TASK DIRECTIONS
Which species names appear in the SNP genotyping passage below? List each one.

Of the 10,640 targeted SNPs, 9,480 SNPs were included on the Infinium Beadchips due to a manufacturing loss of 10.9% of attempted SNPs, which was within the expected limits. For H. annuus, there were 7,970 SNPs that gave usable data for at least 80% of the individuals tested. Of these, 7,723 gave successful allele call data in both H. annuus and H. argophyllus, and 7,490 in both H. annuus and H. niveus ssp. tephrodes. Taken together, 7,381 of the SNPs gave usable data in all three species. Note that differences in the number of loci that worked in the H. argophyllus and H. niveus ssp. tephrodes were consistent with known phylogenetic relationships. That is, H. argophyllus is the sister species to H. annuus while H. niveus ssp. tephrodes resides in a different (sister) clade [29] and the former had a larger number of usable SNP assays compared to the latter. Importantly, for the three H. annuus DNA samples that were included twice as controls, the genotype calls differed for less than 2% of the SNPs. In all cases, these differences could be attributed to missing data in one or the other replicate, such that there were no instances in which different alleles were called between replicates.

PROVIDED MATERIAL
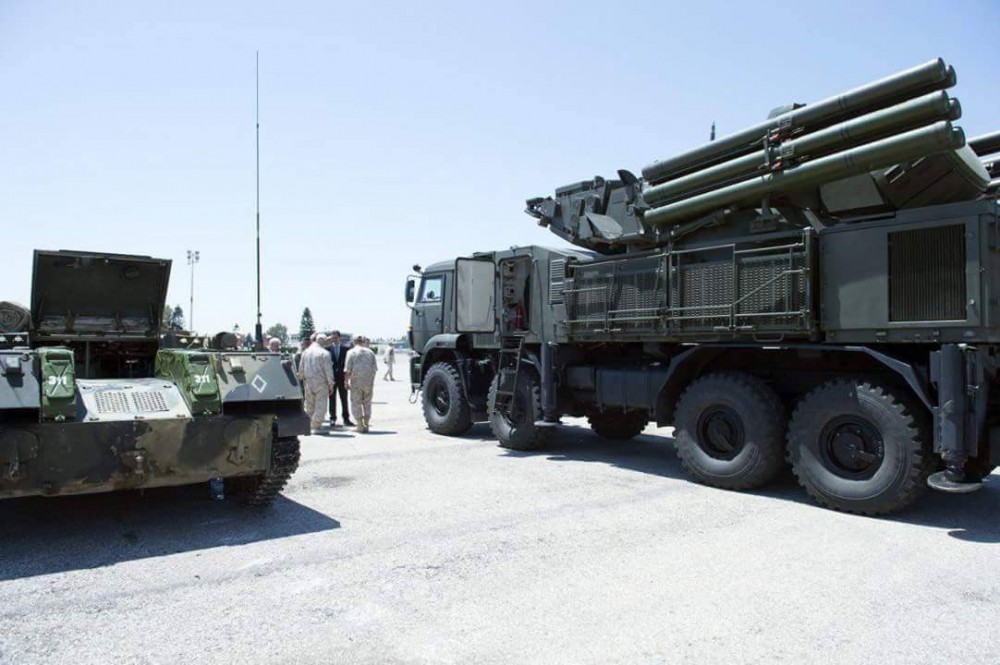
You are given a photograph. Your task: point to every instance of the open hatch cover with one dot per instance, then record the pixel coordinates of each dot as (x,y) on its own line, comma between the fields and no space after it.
(85,294)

FINISHED EXERCISE
H. annuus, H. argophyllus, H. niveus ssp. tephrodes